BEGIN AVAILABLE DATA

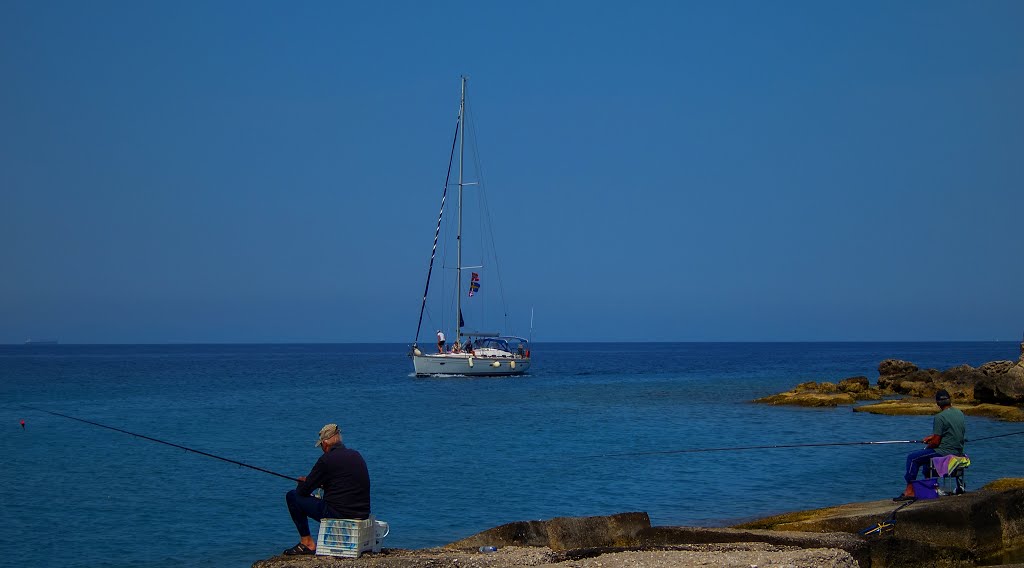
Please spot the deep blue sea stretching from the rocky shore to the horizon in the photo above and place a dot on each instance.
(448, 457)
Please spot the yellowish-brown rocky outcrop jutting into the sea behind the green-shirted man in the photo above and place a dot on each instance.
(994, 390)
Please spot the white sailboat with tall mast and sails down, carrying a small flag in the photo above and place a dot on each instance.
(466, 352)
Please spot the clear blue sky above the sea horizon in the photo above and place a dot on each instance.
(659, 171)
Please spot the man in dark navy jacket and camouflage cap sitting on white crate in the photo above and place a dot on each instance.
(342, 472)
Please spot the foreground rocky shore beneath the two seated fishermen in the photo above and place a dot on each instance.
(980, 529)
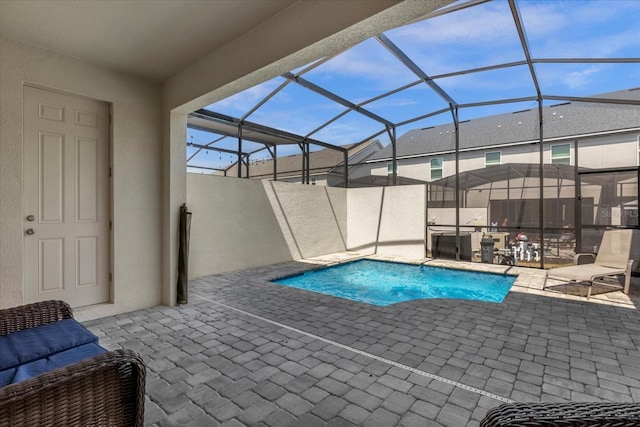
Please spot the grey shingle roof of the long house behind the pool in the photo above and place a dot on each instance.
(560, 121)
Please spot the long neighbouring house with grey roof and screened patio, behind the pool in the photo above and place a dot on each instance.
(594, 144)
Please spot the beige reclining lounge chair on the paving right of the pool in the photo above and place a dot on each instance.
(613, 259)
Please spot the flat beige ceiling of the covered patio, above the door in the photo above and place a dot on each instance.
(154, 39)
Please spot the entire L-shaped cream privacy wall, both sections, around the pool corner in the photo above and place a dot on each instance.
(243, 223)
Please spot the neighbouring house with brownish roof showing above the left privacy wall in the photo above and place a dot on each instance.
(326, 165)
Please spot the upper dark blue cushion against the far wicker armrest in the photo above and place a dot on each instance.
(31, 344)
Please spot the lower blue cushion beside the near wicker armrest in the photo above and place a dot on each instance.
(46, 364)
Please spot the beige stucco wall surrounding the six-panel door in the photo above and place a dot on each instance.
(136, 160)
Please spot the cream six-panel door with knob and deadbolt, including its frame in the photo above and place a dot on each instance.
(66, 198)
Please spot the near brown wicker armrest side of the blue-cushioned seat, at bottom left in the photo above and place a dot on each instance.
(104, 390)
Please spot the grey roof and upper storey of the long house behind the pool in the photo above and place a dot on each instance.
(429, 154)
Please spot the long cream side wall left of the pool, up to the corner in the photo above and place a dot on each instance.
(241, 223)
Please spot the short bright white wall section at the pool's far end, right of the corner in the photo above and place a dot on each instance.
(387, 220)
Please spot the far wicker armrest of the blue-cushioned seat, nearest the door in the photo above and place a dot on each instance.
(31, 315)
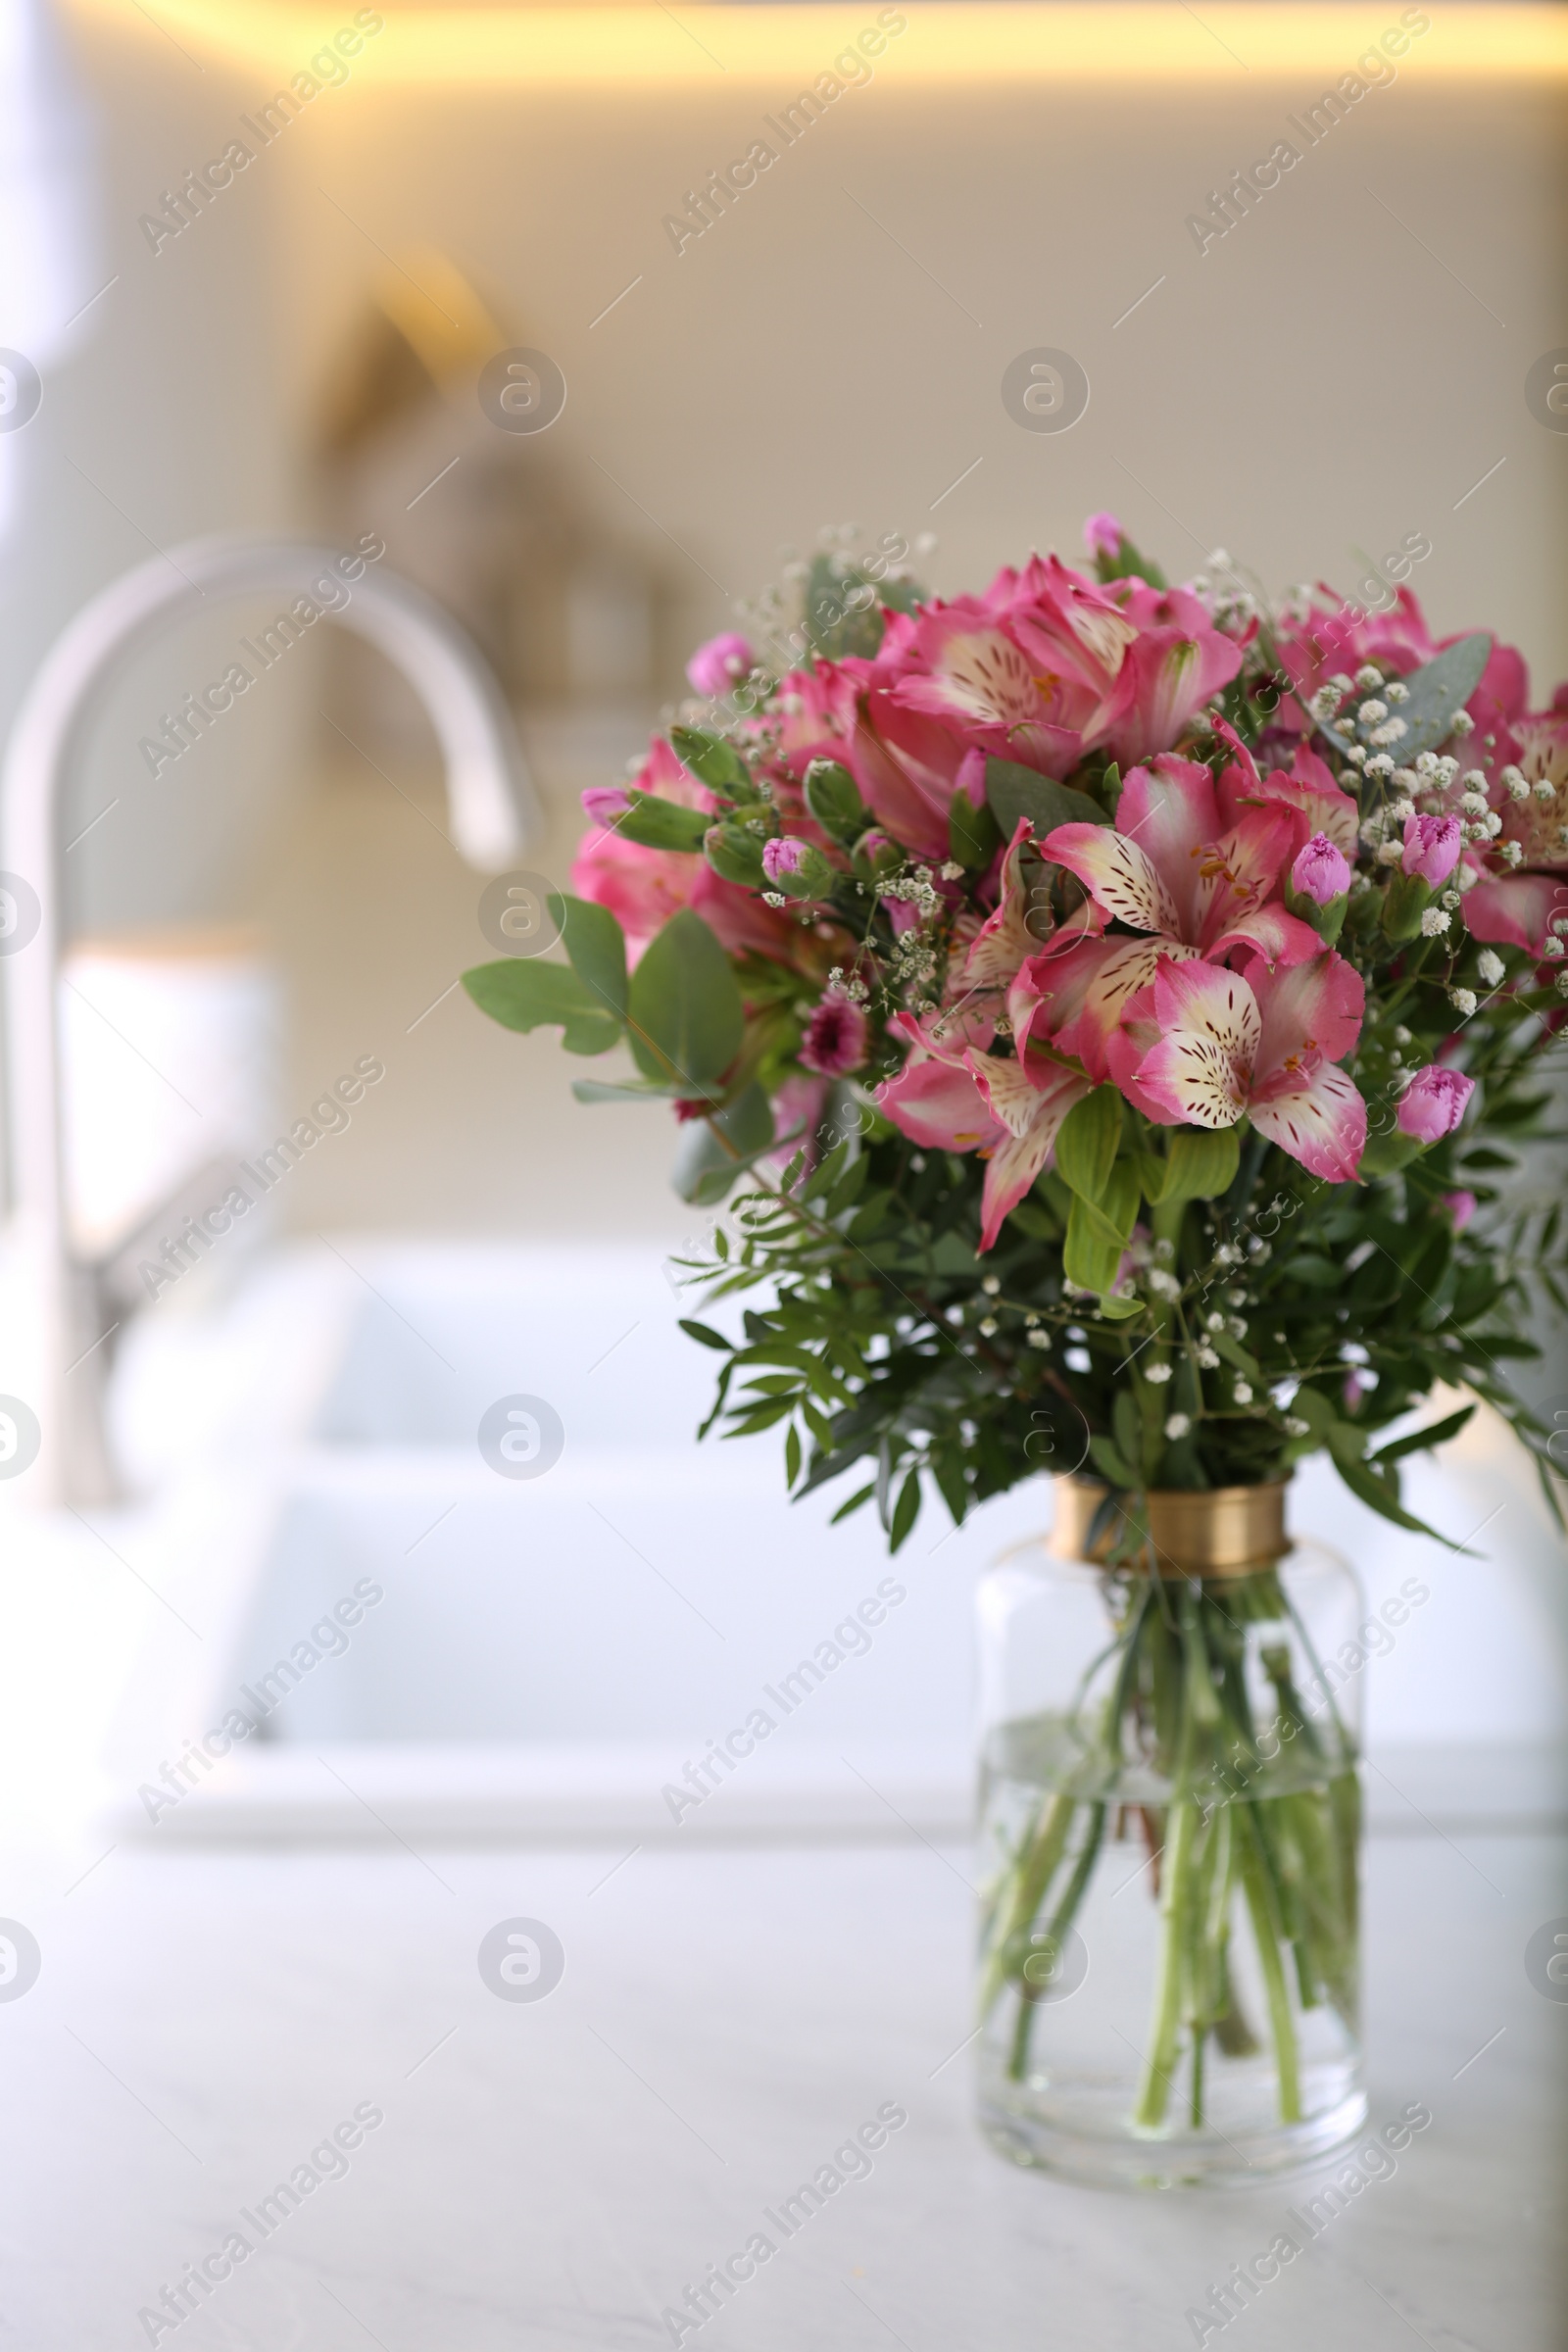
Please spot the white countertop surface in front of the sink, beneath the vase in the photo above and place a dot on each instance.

END AVAILABLE DATA

◆ **YOUR TASK**:
Repeat each line of the records exactly. Do not include the pictures.

◆ **WRITTEN SOLUTION**:
Please spot the deep blue sea stretching from the rocky shore to the horizon in the photo above and place a dot on each instance.
(448, 457)
Please spot the yellowish-brown rocky outcrop jutting into the sea behind the green-shirted man in the photo above and place a dot on each instance.
(994, 390)
Please spot the white sailboat with tall mast and sails down, carrying a small flag in the photo above and place a dot on each instance.
(466, 352)
Please spot the clear blue sky above the sea horizon in the photo above and place a dot on each instance.
(659, 171)
Please spot the man in dark navy jacket and camouflage cap sitting on white crate in the photo above and place a dot on each instance.
(342, 472)
Please spot the foreground rocky shore beneath the two seated fishermen in the photo above and place a dot on each instance.
(980, 529)
Please spot the grey shingle roof of the long house behind the pool in the photo above and place a dot on each instance.
(560, 121)
Please spot the long neighbouring house with grey roof and screened patio, behind the pool in the photo above and place a dot on each instance.
(594, 144)
Please spot the beige reclining lounge chair on the paving right of the pool in the photo above and place a dot on each instance.
(613, 259)
Please spot the flat beige ceiling of the covered patio, above the door in the photo above and place a dot on each instance.
(154, 39)
Please spot the entire L-shaped cream privacy wall, both sections, around the pool corner in the photo above and place a dot on each instance.
(243, 223)
Please spot the neighbouring house with brownish roof showing above the left privacy wall in the photo above and place a dot on each instance.
(326, 165)
Please spot the upper dark blue cushion against the far wicker armrest in the photo above and place a dot on each instance.
(31, 344)
Please spot the lower blue cushion beside the near wicker armrest in the photo above and place a dot on each instance.
(46, 364)
Please spot the beige stucco wall surrounding the six-panel door in the photo above and place a dot on each instance.
(136, 160)
Please spot the cream six-panel door with knob and deadbolt, including its frame in the photo above and place a dot on each instance.
(66, 198)
Please spot the near brown wicker armrest side of the blue-cushioned seat, at bottom left in the photo above and place a dot on each instance.
(104, 390)
Please spot the grey roof and upper storey of the long house behind the pool in the photo above and place a dot on each instance.
(429, 154)
Please spot the long cream side wall left of the pool, up to the corner in the photo above and place a dot on each instance.
(241, 223)
Please spot the short bright white wall section at the pool's far end, right of the corner in the photo above and place a dot on each instance.
(387, 220)
Please spot the far wicker armrest of the blue-cushioned seat, nearest the door in the photo above and place a dot on each instance.
(31, 315)
Please spot the white countertop surface in front of the sink, beneath the vase in the photo above and place a dot on each instance.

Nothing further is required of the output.